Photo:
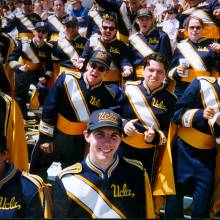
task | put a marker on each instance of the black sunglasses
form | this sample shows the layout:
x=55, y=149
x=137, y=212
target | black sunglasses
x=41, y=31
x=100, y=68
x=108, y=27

---

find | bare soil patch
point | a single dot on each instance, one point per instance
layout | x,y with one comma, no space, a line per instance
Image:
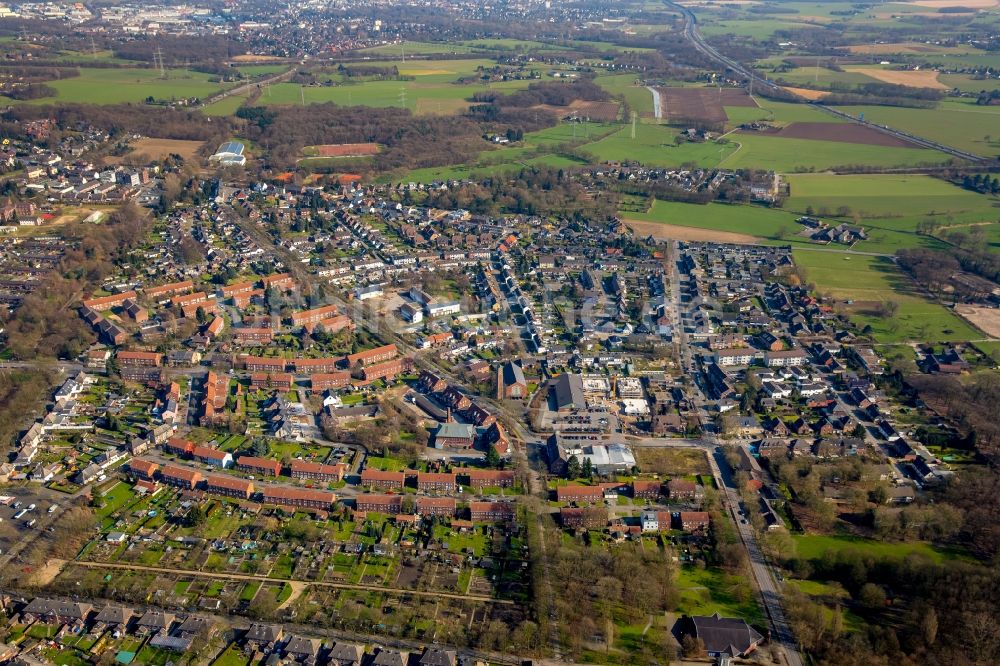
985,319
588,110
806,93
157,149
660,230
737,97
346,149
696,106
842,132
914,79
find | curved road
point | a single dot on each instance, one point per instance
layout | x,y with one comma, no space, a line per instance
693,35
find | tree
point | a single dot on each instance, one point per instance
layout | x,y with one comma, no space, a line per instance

==

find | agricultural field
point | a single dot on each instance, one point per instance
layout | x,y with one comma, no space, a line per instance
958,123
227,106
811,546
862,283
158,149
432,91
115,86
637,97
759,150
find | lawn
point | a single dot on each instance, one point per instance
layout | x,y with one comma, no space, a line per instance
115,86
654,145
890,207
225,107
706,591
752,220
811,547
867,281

[TASK INSTRUCTIONS]: Your answer should be each line from the entries that includes the string "find".

[SOLUTION FOR THIS EXERCISE]:
find | bare soil patch
find | curved road
find | tree
find | agricultural field
find | lawn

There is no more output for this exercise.